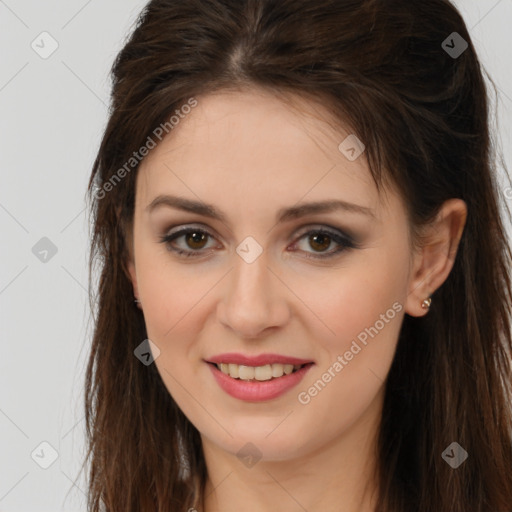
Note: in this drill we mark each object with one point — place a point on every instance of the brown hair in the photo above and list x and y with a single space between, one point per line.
423 114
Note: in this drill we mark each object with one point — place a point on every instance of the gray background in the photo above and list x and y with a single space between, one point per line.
53 112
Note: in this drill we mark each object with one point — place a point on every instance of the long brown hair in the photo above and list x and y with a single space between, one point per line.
423 113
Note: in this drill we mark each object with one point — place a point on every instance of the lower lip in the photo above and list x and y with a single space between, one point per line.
258 391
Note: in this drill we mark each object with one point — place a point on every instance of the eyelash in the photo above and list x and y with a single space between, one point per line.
343 240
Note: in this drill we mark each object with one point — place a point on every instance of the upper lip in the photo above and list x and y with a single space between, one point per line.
259 360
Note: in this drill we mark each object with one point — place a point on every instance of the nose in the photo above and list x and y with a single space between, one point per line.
253 300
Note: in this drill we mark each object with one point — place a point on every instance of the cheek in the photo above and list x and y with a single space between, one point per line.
361 310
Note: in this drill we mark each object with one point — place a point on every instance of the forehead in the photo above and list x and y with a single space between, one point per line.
251 150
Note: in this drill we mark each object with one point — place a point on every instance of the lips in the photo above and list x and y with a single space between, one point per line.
259 360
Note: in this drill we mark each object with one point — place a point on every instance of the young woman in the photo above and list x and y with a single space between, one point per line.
305 295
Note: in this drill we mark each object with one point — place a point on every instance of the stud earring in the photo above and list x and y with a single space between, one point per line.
426 303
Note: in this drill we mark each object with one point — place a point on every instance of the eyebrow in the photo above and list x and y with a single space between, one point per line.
283 215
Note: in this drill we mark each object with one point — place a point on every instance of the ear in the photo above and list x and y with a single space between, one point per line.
433 260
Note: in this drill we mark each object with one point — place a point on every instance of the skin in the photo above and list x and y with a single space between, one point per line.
250 154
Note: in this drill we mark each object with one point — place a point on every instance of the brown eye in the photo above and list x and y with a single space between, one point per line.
319 242
193 241
321 239
196 239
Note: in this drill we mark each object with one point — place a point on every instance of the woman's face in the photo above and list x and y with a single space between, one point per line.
328 287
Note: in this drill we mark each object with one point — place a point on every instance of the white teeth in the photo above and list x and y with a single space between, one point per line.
261 373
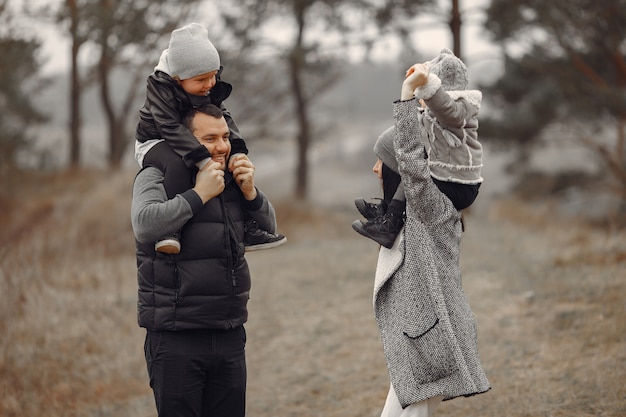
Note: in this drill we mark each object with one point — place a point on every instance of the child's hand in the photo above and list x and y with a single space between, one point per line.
233 158
415 77
243 173
209 181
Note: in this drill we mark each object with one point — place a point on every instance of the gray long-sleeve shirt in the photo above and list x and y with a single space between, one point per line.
154 216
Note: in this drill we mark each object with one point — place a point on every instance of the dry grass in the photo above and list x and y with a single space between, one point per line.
548 294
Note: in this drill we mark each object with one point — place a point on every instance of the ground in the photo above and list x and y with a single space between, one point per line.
547 292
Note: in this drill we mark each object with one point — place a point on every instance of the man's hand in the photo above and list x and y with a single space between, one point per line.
416 76
209 181
243 173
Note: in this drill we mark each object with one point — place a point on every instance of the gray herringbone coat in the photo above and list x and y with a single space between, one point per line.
427 327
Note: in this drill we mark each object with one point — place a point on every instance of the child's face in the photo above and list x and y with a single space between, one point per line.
199 85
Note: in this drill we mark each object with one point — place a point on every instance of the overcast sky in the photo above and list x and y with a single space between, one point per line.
476 48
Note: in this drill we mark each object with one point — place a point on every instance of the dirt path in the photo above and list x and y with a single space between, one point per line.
313 347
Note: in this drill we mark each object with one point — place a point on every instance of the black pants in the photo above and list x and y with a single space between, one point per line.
198 373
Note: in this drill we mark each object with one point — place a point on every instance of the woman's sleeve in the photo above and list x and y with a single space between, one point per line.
422 195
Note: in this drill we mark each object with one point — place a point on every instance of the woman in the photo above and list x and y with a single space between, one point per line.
427 327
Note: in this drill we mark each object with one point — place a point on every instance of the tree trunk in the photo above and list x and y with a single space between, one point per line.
296 68
75 89
455 27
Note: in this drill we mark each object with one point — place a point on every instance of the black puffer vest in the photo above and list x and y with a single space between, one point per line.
205 286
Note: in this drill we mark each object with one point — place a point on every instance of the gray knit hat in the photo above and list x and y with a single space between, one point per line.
385 150
191 53
451 71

---------------

• Directions for this task:
The records above should be reproduced exactly, with no pictures included.

• Solution for this exercise:
Note: in this drill we mark each object with one point — place a point on every instance of the brown hair in the photo above and list x and y with a single space between, one point per line.
423 114
Note: in this drill we mark each object with one point — place a point on every instance of the gray background in the photo above and list x and y with a single space between, one point per line.
53 112
Note: in this drill we mark each object with one point — place a point on every instance of the long brown hair in the photo above and list x and y with a single space between, one point per line.
423 113
Note: in this drill we mark each object with one point — place a point on every instance of the lower lip in the photo above and list x and y with a single space between, one point per line.
258 391
Note: in this drill we mark each object with one point — place a point on every instance of the eyelash in the photo above and list x and y with a single space between, one point per line.
343 240
Note: in this drill we mark each object with one point — place a point on every instance of the upper lip in the photo above and list x and y with a single space between, one point per line.
259 360
Note: in this drill we mark each object with one point — place a point on every instance of the nose in the photo above and list x and y with a single space between, one point per line.
253 300
Note: in this drill we mark each object with one point — place a point on every instance of the cheek in the photo above and list x and y with a single space between, one point per line.
361 310
Note: in this drill we mark each object with one point — place a point on every instance of the forehead in the photo above and list x and y with a single space between, one point per line.
251 150
Note: in this drill we mark each object with one point — place a point on every instance of the lips in the photo above and list x and y with a single space between, one point per line.
259 360
Note: in this drill we mark each object with one point — place a point on every instance of the young woman in the photo above and list x and y with a single space between, one point per line.
305 295
Note: in this drill we mark each object with one point — place a point on every instance of the stud earring in the photo above and list x and y with a single space between, one point per line.
426 303
Note: in this drill we mark each object with one point — place a point on every instance of the eyebrow in the photo above and list x and y with a single space between, one point per line.
283 215
Note: in this drill we mark each object with one point — place a point on every instance of the ear in the photo above and list x and y with a single space between, one point per line.
433 260
Note: in this drill we mark each object with one point — place a point on every instance of the skin in the photo above and list x and y with a single space between, one point per line.
250 154
Note: in this drill we mark each object with one point — place a point on every instance of the brown eye in the photo above and list x and y with a single space between, one point per line.
319 242
193 241
321 239
196 239
Note: in this drill we mark each object with one point — place a point on every instance of the woman's face in the photo above and list x and y with a single space between, one point per line.
328 287
Note: in this drill we mark each object with one point — place a point on every instance of the white teeth in the photo above and list x and y with a single space between, one point per line.
261 373
Note: in this drill we mark each object with one point — place a point on every instance of the child's hand in the photo above and list x and y with a single space between, one point per line.
233 158
415 77
243 173
209 181
Note: in this drill we mark each object with one point — place a point on every instance of the gray long-sleeve shirt in the photo above and list x and y with a single space between, one point per line.
154 216
Note: in this drill we mark each object with one point — place a point on every instance of the dry grass in the photo above and list x and y with a single space between, one point per line.
548 294
Note: in this drill we mark each object with one point — place a point on every instance of the ground in the photo above and list x and y with a single space between, one point per line.
547 292
Note: in this drill we mark each object with one point — place a point on every instance of the man's hand in the photo above and list x and y with a single space between, one point per line.
416 76
209 181
243 173
Note: in this drill we mark each object with one point — place a point on every instance of the gray herringbone coat in the photo above and list x and y with a single space between, one point per line.
427 327
Note: in this drill we mark each object with one point — place a point on every instance of the child's face in the photo above and list x and y with a single space between, one point per line.
199 85
Note: in this drill we mark each object with one point — place a point on every instance of the overcast sky in the photo above and list x and y with a single space between, one point per line.
476 48
Note: in this drill we mark each object with one point — place a point on every instance of the dirt path in the photo above and list x and y with a single space between, one point per line.
313 347
Note: in this drill we mark each object with one point — place a point on every instance of the black pants in the photo above and list x and y with a single space between, one point per line.
198 373
Note: in this drill we mark each object with one point — place a point on every instance of the woman's sleeve in the photo above and list x and y with a single space between, one point per line.
422 195
Note: in this drill we mark each object with one point — place a point on every instance of the woman in the photo above and list x and y with a single space between, one point per line.
427 327
Note: in this drill we mark each object with one point — place a point on every instance of the tree trunk in the photo above and list x and y with a single space between, one point per line.
296 68
75 89
455 27
Note: in this drill we mark each object with one point — place a point on every instance of the black puffer vest in the photo above and list x and y with a single space between, one point per line.
205 286
Note: in this drill we mark each object with one point — place a point on every instance of the gray knit hat in the photo above and list x and y with a single space between, one point per line.
385 150
191 53
451 71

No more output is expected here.